## Work required
Rewrite the lines of the material below, starting at the line that contains "negative clicks: (355, 316) (353, 316)" and continuing through the end of the material, with "positive clicks" replaced by "include clicks" and everything else unchanged. Leave the pictures out of your answer.

## Input for this task
..........

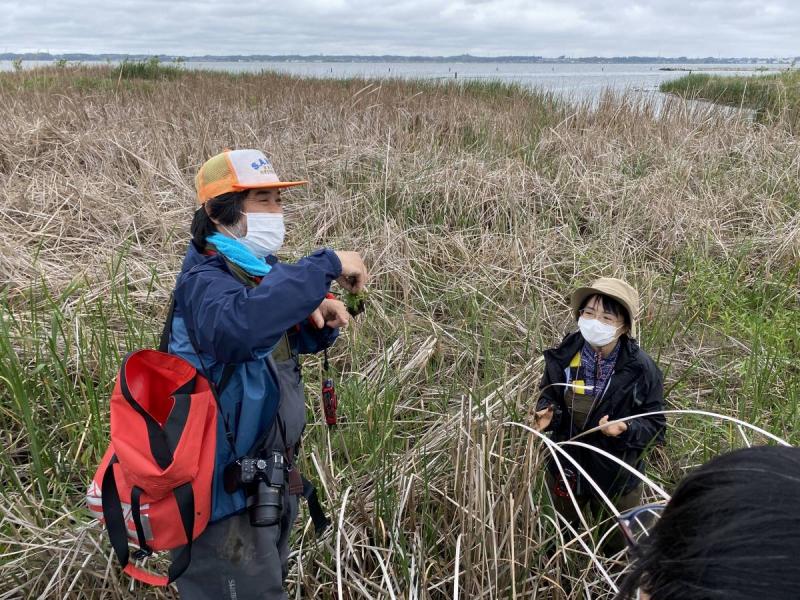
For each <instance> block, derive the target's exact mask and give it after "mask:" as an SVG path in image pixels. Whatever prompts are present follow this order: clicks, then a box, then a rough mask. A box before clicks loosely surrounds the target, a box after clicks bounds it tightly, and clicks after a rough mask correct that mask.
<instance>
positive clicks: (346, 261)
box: [336, 250, 368, 293]
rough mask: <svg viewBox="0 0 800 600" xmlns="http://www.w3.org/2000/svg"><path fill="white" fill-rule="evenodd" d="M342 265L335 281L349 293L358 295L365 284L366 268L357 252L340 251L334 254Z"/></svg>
mask: <svg viewBox="0 0 800 600" xmlns="http://www.w3.org/2000/svg"><path fill="white" fill-rule="evenodd" d="M336 256H338V257H339V261H341V263H342V274H341V275H340V276H339V278H338V279H337V280H336V281H338V282H339V285H341V286H342V287H343V288H344V289H346V290H347V291H349V292H354V293H358V292H360V291H361V290H363V289H364V286H365V285H366V283H367V278H368V275H367V267H365V266H364V261H363V260H361V255H360V254H359V253H358V252H349V251H344V250H342V251H340V252H337V253H336Z"/></svg>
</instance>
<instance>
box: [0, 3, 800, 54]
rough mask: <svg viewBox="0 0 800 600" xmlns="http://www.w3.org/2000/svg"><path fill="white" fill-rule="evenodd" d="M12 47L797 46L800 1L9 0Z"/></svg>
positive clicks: (264, 47)
mask: <svg viewBox="0 0 800 600" xmlns="http://www.w3.org/2000/svg"><path fill="white" fill-rule="evenodd" d="M0 14H2V15H3V17H4V18H3V19H2V21H0V40H2V41H0V49H2V50H3V51H8V52H21V51H36V50H39V51H49V52H54V53H57V52H131V53H168V54H183V55H196V54H318V53H324V54H461V53H471V54H478V55H490V56H491V55H501V54H537V55H544V56H558V55H562V54H564V55H571V56H586V55H600V56H616V55H630V54H640V55H664V56H679V55H685V56H796V55H800V42H798V39H800V35H798V33H800V3H798V2H796V0H764V1H756V0H725V1H723V0H699V1H697V0H695V1H692V0H672V1H669V0H640V1H638V2H625V1H621V0H606V1H604V2H598V1H589V0H563V1H557V0H550V1H545V0H533V1H524V0H396V1H394V2H377V1H369V0H294V1H292V2H280V3H278V2H264V1H263V0H262V1H256V0H240V1H238V2H235V3H222V2H219V0H215V1H211V0H170V1H169V2H165V1H162V0H138V1H133V0H116V1H115V2H113V3H109V2H101V1H100V0H67V1H63V2H52V1H50V0H45V1H43V2H36V3H33V2H27V3H20V2H16V1H15V2H6V1H0Z"/></svg>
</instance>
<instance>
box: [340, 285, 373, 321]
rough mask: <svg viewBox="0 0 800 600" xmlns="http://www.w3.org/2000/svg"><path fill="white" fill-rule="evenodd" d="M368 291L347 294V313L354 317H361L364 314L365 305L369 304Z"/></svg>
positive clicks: (355, 292)
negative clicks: (355, 316) (353, 316)
mask: <svg viewBox="0 0 800 600" xmlns="http://www.w3.org/2000/svg"><path fill="white" fill-rule="evenodd" d="M367 296H368V294H367V290H366V289H363V290H361V291H360V292H345V294H344V298H343V301H344V305H345V306H346V307H347V312H349V313H350V315H352V316H354V317H355V316H356V315H360V314H361V313H362V312H364V305H365V304H366V302H367Z"/></svg>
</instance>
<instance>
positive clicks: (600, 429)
mask: <svg viewBox="0 0 800 600" xmlns="http://www.w3.org/2000/svg"><path fill="white" fill-rule="evenodd" d="M600 431H602V432H603V433H604V434H605V435H607V436H609V437H617V436H618V435H622V434H623V433H625V432H626V431H628V424H627V423H625V421H611V422H610V423H609V421H608V415H605V416H604V417H603V418H602V419H600Z"/></svg>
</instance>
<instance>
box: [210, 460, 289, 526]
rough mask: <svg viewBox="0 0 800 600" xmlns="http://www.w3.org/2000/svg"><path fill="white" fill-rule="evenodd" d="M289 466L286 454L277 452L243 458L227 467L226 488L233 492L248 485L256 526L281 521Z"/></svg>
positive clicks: (251, 503)
mask: <svg viewBox="0 0 800 600" xmlns="http://www.w3.org/2000/svg"><path fill="white" fill-rule="evenodd" d="M285 465H286V462H285V460H284V458H283V454H281V453H280V452H273V453H272V455H271V456H270V457H269V458H250V457H244V458H240V459H239V460H237V461H236V462H233V463H231V464H229V465H228V466H227V467H226V468H225V473H224V484H225V491H226V492H228V493H229V494H232V493H233V492H235V491H236V490H238V489H239V488H240V487H244V489H245V491H246V492H247V510H248V513H249V515H250V525H252V526H253V527H271V526H272V525H277V524H278V523H280V521H281V515H282V514H283V493H284V489H285V486H286V477H285V471H286V467H285Z"/></svg>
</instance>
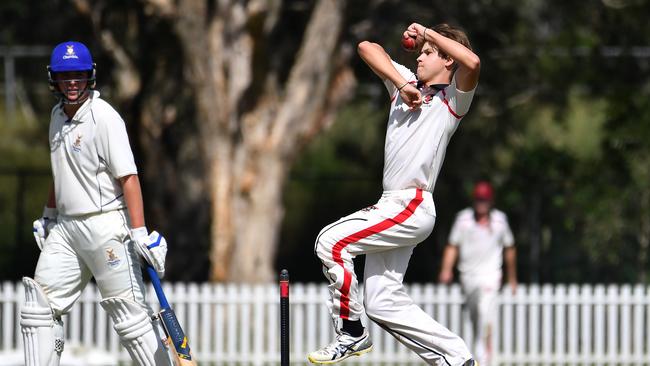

..........

## Task result
negative clicks: (355, 316) (353, 316)
mask: <svg viewBox="0 0 800 600" xmlns="http://www.w3.org/2000/svg"><path fill="white" fill-rule="evenodd" d="M367 296H368V294H367V290H366V289H363V290H361V291H360V292H345V294H344V298H343V301H344V305H345V306H346V307H347V312H349V313H350V315H352V316H354V317H355V316H356V315H360V314H361V313H362V312H364V305H365V304H366V302H367Z"/></svg>
</instance>
<instance>
include clicks: (600, 429)
mask: <svg viewBox="0 0 800 600" xmlns="http://www.w3.org/2000/svg"><path fill="white" fill-rule="evenodd" d="M600 431H602V432H603V433H604V434H605V435H607V436H609V437H617V436H618V435H622V434H623V433H625V432H626V431H628V424H627V423H625V421H611V422H610V423H609V421H608V415H605V416H604V417H603V418H602V419H600Z"/></svg>
</instance>
<instance>
box: [210, 460, 289, 526]
rough mask: <svg viewBox="0 0 800 600" xmlns="http://www.w3.org/2000/svg"><path fill="white" fill-rule="evenodd" d="M289 466L286 454L277 452L243 458L227 467L226 488L233 492L248 485L256 526L281 521Z"/></svg>
include clicks: (251, 503)
mask: <svg viewBox="0 0 800 600" xmlns="http://www.w3.org/2000/svg"><path fill="white" fill-rule="evenodd" d="M285 465H286V462H285V460H284V458H283V454H281V453H280V452H273V453H272V455H271V456H270V457H269V458H250V457H244V458H240V459H239V460H237V461H236V462H233V463H231V464H229V465H228V466H227V467H226V468H225V473H224V484H225V491H226V492H228V493H229V494H232V493H233V492H235V491H236V490H238V489H239V488H240V487H244V489H245V491H246V492H247V510H248V513H249V515H250V525H252V526H253V527H271V526H272V525H277V524H278V523H280V521H281V515H282V514H283V493H284V489H285V486H286V477H285V471H286V467H285Z"/></svg>
</instance>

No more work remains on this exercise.